■ Exercise details ■
Please pick out each line in the items below that contains the word "algae", and copy those lines.

[Saved data entries]
** BEGIN **
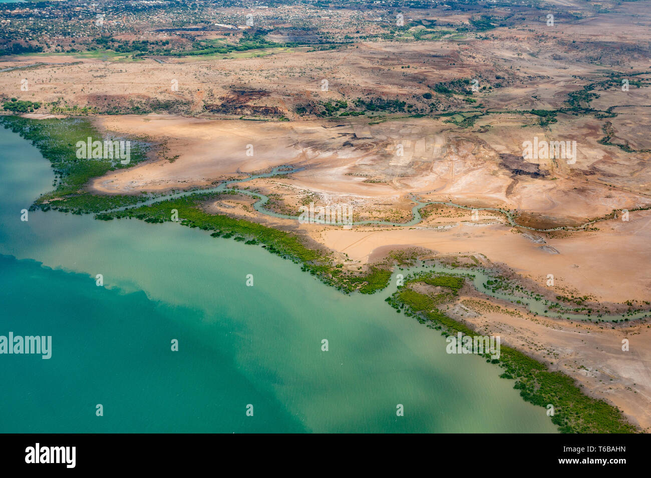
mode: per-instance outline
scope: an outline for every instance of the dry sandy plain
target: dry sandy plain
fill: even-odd
[[[430,258],[475,256],[548,297],[587,295],[620,311],[627,300],[643,307],[651,297],[651,211],[646,210],[651,206],[651,75],[636,76],[642,86],[628,92],[619,85],[596,86],[599,96],[590,107],[611,109],[617,113],[612,117],[566,112],[556,122],[541,124],[538,116],[519,111],[564,107],[569,94],[607,79],[609,72],[648,72],[650,18],[649,11],[624,3],[616,14],[561,21],[553,30],[532,22],[462,38],[361,42],[337,51],[158,59],[162,62],[14,58],[0,62],[0,68],[44,64],[2,73],[0,89],[14,91],[27,78],[29,94],[21,99],[100,113],[154,100],[176,102],[166,114],[94,116],[104,131],[155,146],[145,163],[93,181],[88,187],[96,193],[205,187],[291,165],[302,169],[246,185],[271,196],[275,211],[296,215],[311,201],[349,204],[357,220],[406,222],[412,194],[422,201],[510,210],[519,224],[537,229],[603,219],[585,230],[532,232],[513,227],[502,214],[482,211],[473,220],[468,210],[441,208],[411,227],[344,230],[260,214],[248,198],[205,205],[208,212],[301,234],[351,271],[413,248]],[[473,104],[458,95],[422,97],[432,92],[428,85],[464,77],[491,88],[475,94]],[[324,79],[327,91],[320,88]],[[178,91],[171,91],[172,80],[178,81]],[[406,101],[425,116],[296,113],[301,105],[370,96]],[[432,104],[435,113],[481,116],[469,126],[454,124],[449,117],[428,115]],[[266,116],[265,111],[289,120]],[[609,144],[600,142],[607,135]],[[523,142],[534,138],[576,141],[575,163],[523,159]],[[249,145],[253,155],[247,155]],[[631,211],[628,220],[622,220],[622,209]],[[556,281],[551,289],[545,285],[548,274]],[[464,292],[459,304],[466,309],[454,309],[462,311],[460,317],[562,369],[643,429],[651,427],[651,332],[646,320],[614,328],[572,324],[514,310],[468,288]],[[631,339],[627,354],[620,351],[623,338]]]

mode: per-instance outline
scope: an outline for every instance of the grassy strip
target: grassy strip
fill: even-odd
[[[462,278],[439,275],[437,285]],[[434,278],[431,275],[411,281],[430,284]],[[452,289],[452,285],[450,287]],[[456,289],[455,295],[458,291]],[[444,336],[456,335],[460,332],[464,335],[474,336],[474,330],[464,324],[450,319],[437,310],[434,301],[428,296],[399,287],[397,292],[387,299],[398,312],[405,309],[406,315],[415,316],[421,321],[425,319],[438,324]],[[585,395],[570,377],[560,371],[550,371],[544,364],[521,352],[509,347],[500,347],[499,359],[491,360],[489,354],[484,356],[487,362],[499,364],[505,369],[500,375],[504,378],[515,378],[514,388],[520,391],[520,396],[527,401],[546,407],[547,404],[554,406],[551,421],[564,433],[634,433],[639,431],[623,416],[621,410],[606,403]]]
[[[103,176],[109,171],[130,167],[143,161],[147,149],[144,143],[132,140],[131,161],[128,165],[122,165],[119,159],[77,157],[76,144],[77,141],[87,141],[89,137],[92,140],[104,139],[89,120],[76,118],[33,120],[20,116],[1,116],[0,124],[31,141],[52,165],[55,176],[53,185],[55,189],[41,196],[36,202],[37,205],[58,198],[60,198],[59,206],[62,206],[62,202],[68,199],[66,196],[81,195],[72,200],[74,206],[71,206],[70,209],[92,211],[97,209],[97,204],[100,202],[108,204],[118,200],[122,203],[130,200],[125,198],[127,196],[122,196],[121,200],[108,200],[99,199],[98,196],[93,197],[90,194],[84,195],[83,188],[93,178]],[[141,200],[141,198],[138,200]],[[107,208],[104,207],[104,209],[98,210]]]
[[[207,199],[215,199],[229,193],[205,193],[176,198],[166,201],[131,207],[123,211],[98,214],[96,219],[110,220],[113,219],[135,218],[147,222],[166,222],[173,220],[172,211],[176,209],[181,224],[212,231],[214,237],[228,239],[234,235],[236,241],[245,243],[260,243],[272,254],[277,254],[295,263],[301,263],[301,270],[318,276],[328,285],[336,287],[346,293],[358,291],[363,294],[372,294],[387,287],[391,272],[372,267],[364,276],[346,273],[332,265],[332,261],[319,251],[305,246],[299,238],[290,233],[268,228],[243,219],[235,219],[223,215],[208,214],[199,204]]]

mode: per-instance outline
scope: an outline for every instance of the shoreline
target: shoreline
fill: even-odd
[[[36,146],[43,153],[42,145]],[[44,154],[44,156],[46,159],[52,161],[51,157],[48,157],[46,154]],[[200,198],[201,193],[199,196]],[[242,237],[242,241],[248,237],[249,241],[252,240],[255,241],[247,242],[249,244],[255,244],[259,241],[263,243],[263,247],[266,247],[268,251],[289,258],[294,262],[302,262],[301,270],[309,272],[312,275],[318,274],[327,285],[333,285],[347,293],[355,290],[358,290],[361,293],[374,293],[385,289],[391,276],[391,271],[374,268],[372,265],[369,266],[370,273],[367,276],[353,276],[345,272],[342,273],[341,268],[333,266],[327,256],[307,248],[294,234],[280,232],[255,222],[234,219],[227,216],[209,215],[205,213],[201,206],[197,207],[196,203],[197,200],[191,201],[187,198],[182,198],[173,200],[163,200],[151,206],[143,206],[136,204],[128,207],[127,205],[128,209],[113,213],[98,214],[96,215],[96,219],[109,220],[114,218],[135,217],[150,222],[162,222],[171,220],[171,219],[168,219],[170,210],[178,209],[178,218],[182,225],[190,228],[198,227],[204,230],[213,230],[215,232],[214,234],[216,234],[214,237],[220,235],[231,237],[237,233],[238,237]],[[236,240],[238,240],[238,237],[236,237]],[[339,270],[337,270],[338,269]],[[449,326],[452,327],[452,325]],[[462,326],[460,323],[452,328],[456,326]],[[528,356],[515,349],[513,351],[514,354]],[[547,373],[549,373],[546,367],[545,370]],[[568,378],[572,380],[570,377]],[[581,393],[575,385],[573,384],[572,386],[574,388],[572,390],[575,389],[576,393]]]

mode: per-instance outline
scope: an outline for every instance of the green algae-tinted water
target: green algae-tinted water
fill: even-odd
[[[21,221],[52,179],[0,130],[0,335],[52,337],[49,360],[0,354],[0,432],[555,431],[501,369],[396,313],[391,290],[345,296],[176,224]]]

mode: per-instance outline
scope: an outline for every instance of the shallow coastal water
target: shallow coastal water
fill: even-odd
[[[53,177],[0,129],[0,335],[52,336],[49,360],[0,355],[0,431],[555,431],[499,367],[396,313],[388,290],[346,296],[178,224],[21,221]]]

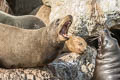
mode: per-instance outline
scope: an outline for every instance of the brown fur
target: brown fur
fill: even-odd
[[[60,31],[68,21],[72,16],[36,30],[0,24],[0,66],[37,67],[53,61],[67,40]]]
[[[49,24],[50,20],[49,20],[49,15],[51,12],[51,8],[43,5],[40,7],[39,11],[36,14],[36,17],[40,18],[46,25]]]
[[[70,36],[69,40],[65,42],[63,51],[83,53],[87,48],[86,41],[78,36]]]

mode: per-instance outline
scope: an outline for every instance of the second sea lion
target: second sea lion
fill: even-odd
[[[100,48],[92,80],[120,80],[120,47],[106,29],[99,39]]]
[[[69,40],[65,42],[63,52],[83,53],[87,48],[86,41],[79,36],[70,36]]]
[[[46,25],[42,20],[33,15],[13,16],[0,11],[0,23],[24,29],[39,29]]]
[[[27,68],[48,64],[69,39],[67,33],[71,24],[71,15],[35,30],[0,24],[0,66]]]

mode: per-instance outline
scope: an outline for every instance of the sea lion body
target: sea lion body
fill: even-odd
[[[64,28],[70,26],[68,21],[72,22],[72,16],[36,30],[0,24],[0,66],[26,68],[48,64],[67,40],[63,34],[66,34]]]
[[[24,29],[39,29],[46,26],[42,20],[33,15],[13,16],[0,11],[0,23]]]
[[[100,41],[92,80],[120,80],[120,48],[117,40],[105,30]]]
[[[51,8],[43,5],[40,7],[40,9],[38,10],[36,17],[40,18],[46,25],[49,25],[50,23],[50,12],[51,12]]]

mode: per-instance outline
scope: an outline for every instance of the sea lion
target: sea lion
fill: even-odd
[[[33,15],[13,16],[0,11],[0,23],[24,29],[39,29],[46,26],[42,20]]]
[[[40,18],[46,25],[49,25],[50,12],[51,12],[51,8],[46,5],[43,5],[40,7],[39,11],[37,12],[36,17]]]
[[[92,80],[120,80],[120,47],[117,40],[105,29],[99,42]]]
[[[71,24],[71,15],[35,30],[0,24],[0,66],[27,68],[48,64],[69,39],[67,33]]]
[[[86,41],[79,36],[70,36],[69,40],[65,41],[63,52],[83,53],[87,48]]]

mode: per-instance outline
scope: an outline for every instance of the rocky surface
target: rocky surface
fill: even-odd
[[[93,36],[104,28],[104,24],[108,26],[119,24],[119,21],[112,22],[111,19],[120,18],[120,0],[42,1],[51,7],[50,22],[69,14],[73,15],[74,22],[69,34]],[[20,11],[22,10],[23,8]],[[94,71],[96,54],[96,49],[88,46],[83,55],[66,53],[43,68],[0,69],[0,78],[2,80],[90,80]]]
[[[51,6],[50,21],[73,15],[69,32],[80,36],[96,34],[104,28],[106,20],[119,17],[120,11],[120,0],[43,0],[43,3]]]
[[[96,51],[87,48],[83,55],[66,53],[43,68],[0,69],[1,80],[89,80],[94,70]],[[92,64],[91,64],[92,63]]]
[[[27,15],[41,6],[42,0],[7,0],[14,15]]]
[[[6,0],[0,0],[0,10],[9,13],[9,5]]]

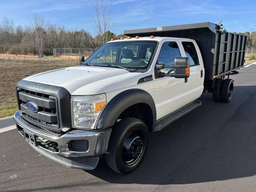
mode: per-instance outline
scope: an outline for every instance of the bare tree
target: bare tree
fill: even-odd
[[[44,18],[40,15],[35,15],[32,21],[35,42],[38,55],[43,57],[43,44],[44,35],[45,33],[44,29]]]
[[[12,19],[4,17],[2,22],[1,28],[3,34],[3,41],[11,44],[13,41],[15,33],[14,22]]]
[[[93,29],[97,34],[93,41],[94,48],[110,40],[112,34],[113,19],[111,17],[109,5],[105,0],[92,0],[92,9],[90,12]]]

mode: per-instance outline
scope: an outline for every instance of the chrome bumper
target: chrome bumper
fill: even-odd
[[[112,130],[111,128],[92,131],[74,130],[61,134],[35,126],[23,119],[19,111],[15,113],[14,119],[17,130],[23,136],[22,131],[25,130],[37,137],[55,142],[58,146],[58,151],[53,152],[41,146],[34,146],[29,143],[33,148],[43,155],[73,168],[94,169],[99,161],[97,156],[107,151]],[[70,151],[68,144],[75,140],[87,140],[88,149],[86,151]]]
** END **
■ Worked answer ■
scope: an outline for every instance of the green algae-tinted water
target: green algae-tinted water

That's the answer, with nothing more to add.